Мандельштам неотделим от старого Петербурга. Там он родился, вырос, там стал поэтом. Многие не рождаются поэтами, а ими становятся. А Мандельштам родился поэтом. Никем другим он не мог стать.

Когда я познакомился с ним в 1913 году на одном из литературных вечеров, он сразу привлек мое внимание. Не все поэты, даже большие, нас привлекают. Но стихи, которые он тогда читал, производили впечатление. Как поэта я полюбил его сразу, но к общению с ним как с человеком меня не влекло. Первое время отпугивала его замкнутость. Мне казалось тогда, что он рисуется недоступностью. Не обладая привлекательной наружностью и хорошо сознавая это, он входил в салоны с высоко поднятой головой, как бы желая показать, что ему безразлично, какое впечатление он производит на публику. Он нес в аудиторию не свою красоту, а стихи, затмевая все внешние красоты и красивости, выделялся своеобразной манерой читать даже среди таких поэтов, как Николай Гумилев и Анна Ахматова.

Но публика никогда не состоит из одних ценителей прекрасного в поэзии, и чем ниже культура отдельных слушателей, тем больше внимания они обращали на его оттопыренные уши и карикатурно вздернутую голову.

Он не был салонным поэтом, очаровывающим публику прежде всего обаятельной улыбкой, а уже потом стихами, но пользовался успехом. Его стихи как бы отстраняли на второй план автора, говорили сами за себя.

Как поэт Мандельштам мне понятен и ясен с первых встреч в Петербурге. Как человека я узнал его ближе в 1919 году в Харькове, Киеве и в Москве – в тридцатые годы, когда бывал у него дома. Осип Эмильевич был простым, веселым, доброжелательным и удивительно обаятельным. Он любил острить, балагурить. А когда бывал в особо хорошем настроении – напоминал расшалившегося ребенка. В нем не было и тени надменности, высокомерия и той глупой напыщенности, которая свойственна бездарностям и дуракам, случайно занявшим высокое положение. К людям этого рода он был беспощаден. Даже небольшой штрих пошлости или ходульности вызывал в нем брезгливую усмешку. Все фальшивое, неестественное, претенциозное отталкивало его и отвращало. Он был очень скуп на улыбки и ласковые слова, но тем сильнее и теплее воспринимались они, ибо становилось ясно, что это не призывная манера общения, как это часто бывает у хорошо воспитанных людей, а нечто более весомое, идущее из глубины души.

◆ ЗАДАНИЕ:
Продолжите отрывок о Мандельштаме, начав сразу после его последнего предложения.

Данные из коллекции

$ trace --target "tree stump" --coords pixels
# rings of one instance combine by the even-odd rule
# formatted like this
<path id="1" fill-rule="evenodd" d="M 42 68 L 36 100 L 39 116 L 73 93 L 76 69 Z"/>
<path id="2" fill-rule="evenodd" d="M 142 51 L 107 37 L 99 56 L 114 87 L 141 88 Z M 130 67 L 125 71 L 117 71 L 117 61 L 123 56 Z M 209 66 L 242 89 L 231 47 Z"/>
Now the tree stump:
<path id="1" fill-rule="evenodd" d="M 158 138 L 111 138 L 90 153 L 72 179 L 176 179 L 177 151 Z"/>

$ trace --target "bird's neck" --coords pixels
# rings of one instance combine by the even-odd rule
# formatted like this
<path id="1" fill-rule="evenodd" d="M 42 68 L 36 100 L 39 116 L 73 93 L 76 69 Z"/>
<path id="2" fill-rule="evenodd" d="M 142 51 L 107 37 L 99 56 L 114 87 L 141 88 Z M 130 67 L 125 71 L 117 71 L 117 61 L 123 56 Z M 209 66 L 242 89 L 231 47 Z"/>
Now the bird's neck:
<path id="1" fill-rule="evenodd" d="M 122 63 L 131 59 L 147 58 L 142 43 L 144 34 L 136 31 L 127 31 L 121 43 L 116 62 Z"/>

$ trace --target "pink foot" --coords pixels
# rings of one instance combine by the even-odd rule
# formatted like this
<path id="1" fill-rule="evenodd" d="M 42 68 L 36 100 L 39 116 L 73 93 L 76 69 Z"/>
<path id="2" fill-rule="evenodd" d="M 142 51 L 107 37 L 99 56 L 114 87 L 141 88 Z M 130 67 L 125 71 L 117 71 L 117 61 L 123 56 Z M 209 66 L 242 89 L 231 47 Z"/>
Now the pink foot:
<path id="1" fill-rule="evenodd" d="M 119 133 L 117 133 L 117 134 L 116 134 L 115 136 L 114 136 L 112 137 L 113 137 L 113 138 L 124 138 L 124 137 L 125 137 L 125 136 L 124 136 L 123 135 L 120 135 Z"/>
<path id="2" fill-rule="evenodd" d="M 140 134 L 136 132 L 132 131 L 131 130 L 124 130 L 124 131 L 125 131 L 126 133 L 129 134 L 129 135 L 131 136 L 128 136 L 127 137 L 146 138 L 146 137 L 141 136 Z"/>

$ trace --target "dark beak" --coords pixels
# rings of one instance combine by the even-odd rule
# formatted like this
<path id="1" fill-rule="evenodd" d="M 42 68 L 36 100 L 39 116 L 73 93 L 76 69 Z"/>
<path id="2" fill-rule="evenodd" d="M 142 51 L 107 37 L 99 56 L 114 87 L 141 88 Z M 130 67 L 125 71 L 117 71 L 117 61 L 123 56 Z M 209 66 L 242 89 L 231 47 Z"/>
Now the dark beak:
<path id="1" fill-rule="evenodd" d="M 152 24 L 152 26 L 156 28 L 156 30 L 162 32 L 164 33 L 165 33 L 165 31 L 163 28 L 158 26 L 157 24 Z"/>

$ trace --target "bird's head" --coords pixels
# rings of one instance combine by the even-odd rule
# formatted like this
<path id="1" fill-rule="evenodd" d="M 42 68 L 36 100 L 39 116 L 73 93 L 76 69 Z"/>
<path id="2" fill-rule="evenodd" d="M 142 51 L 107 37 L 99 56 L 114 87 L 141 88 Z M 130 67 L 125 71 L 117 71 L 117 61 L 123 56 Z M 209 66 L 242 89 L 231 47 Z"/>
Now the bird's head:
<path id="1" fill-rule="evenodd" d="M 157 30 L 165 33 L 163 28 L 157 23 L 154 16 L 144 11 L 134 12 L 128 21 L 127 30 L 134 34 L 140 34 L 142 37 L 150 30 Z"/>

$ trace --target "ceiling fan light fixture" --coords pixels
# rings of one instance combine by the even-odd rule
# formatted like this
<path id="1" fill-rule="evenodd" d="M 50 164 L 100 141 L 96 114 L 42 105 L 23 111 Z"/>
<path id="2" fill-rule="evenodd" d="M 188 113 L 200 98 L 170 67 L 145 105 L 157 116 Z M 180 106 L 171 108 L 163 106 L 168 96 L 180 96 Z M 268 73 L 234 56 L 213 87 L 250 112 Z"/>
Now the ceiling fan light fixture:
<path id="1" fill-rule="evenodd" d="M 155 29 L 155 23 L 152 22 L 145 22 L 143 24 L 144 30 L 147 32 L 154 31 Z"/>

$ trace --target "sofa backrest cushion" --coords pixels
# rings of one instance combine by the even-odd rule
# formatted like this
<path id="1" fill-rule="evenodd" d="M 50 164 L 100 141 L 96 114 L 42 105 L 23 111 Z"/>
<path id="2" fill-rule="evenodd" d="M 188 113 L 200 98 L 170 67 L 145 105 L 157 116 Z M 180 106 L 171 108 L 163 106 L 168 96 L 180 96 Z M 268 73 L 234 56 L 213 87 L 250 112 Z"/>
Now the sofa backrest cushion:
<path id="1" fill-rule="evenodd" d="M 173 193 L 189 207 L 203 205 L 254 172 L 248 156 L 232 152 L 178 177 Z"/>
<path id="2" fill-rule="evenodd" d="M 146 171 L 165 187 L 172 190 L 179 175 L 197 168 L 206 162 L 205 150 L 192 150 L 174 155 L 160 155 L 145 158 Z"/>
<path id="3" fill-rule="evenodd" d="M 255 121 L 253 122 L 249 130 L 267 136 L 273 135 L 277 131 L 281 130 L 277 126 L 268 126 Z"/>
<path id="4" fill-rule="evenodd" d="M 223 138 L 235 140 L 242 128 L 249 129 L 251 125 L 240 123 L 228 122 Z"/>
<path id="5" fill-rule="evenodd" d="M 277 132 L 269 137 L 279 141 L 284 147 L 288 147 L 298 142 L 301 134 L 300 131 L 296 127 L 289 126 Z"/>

◆ ОЖИДАЕМЫЙ ОТВЕТ:
Жизнь Мандельштама складывалась так, что редко он мог спокойно работать и не думать о куске хлеба, но даже в самые черные дни не опускался до брюзжания. Когда судьба хватала его за горло, он волновался и негодовал. И гнев его всегда был великолепен.

Один раз я попытался ему объяснить, что бывают времена, когда поэты не могут существовать на одни гонорары и должны находить себе параллельные работы – чтение лекций, ведение литературных кружков или сотрудничество в журналах и газетах в качестве корреспондентов и рецензентов. Мандельштам воскликнул: «О работе не может быть и речи!» Я привожу дословно эту фразу Осипа Эмильевича, заранее уверенный, что читатель не поймет ее превратно, ибо Мандельштам работал как вол. Над своими стихами он трудился без устали, хотя у него была не менее интересная проза, оригинальные исследования. Он был полон замыслов. Но когда высокому творческому напряжению мешала нужда, им овладевал неистовый гнев. Осудить его за это могут только невежды.

О том, что происходило с поэтом в те периоды времени, когда мы находились в разных городах, я знаю по рассказам друзей и знакомых. Не буду всего пересказывать: во-первых, не видел своими глазами, а во-вторых, об этом написано и частично опубликовано в разных мемуарах. Эти отрезки времени можно назвать скитаниями Мандельштама в Харькове (1919) и Киеве. Пути наши пересеклись еще раз в Батуме (1922).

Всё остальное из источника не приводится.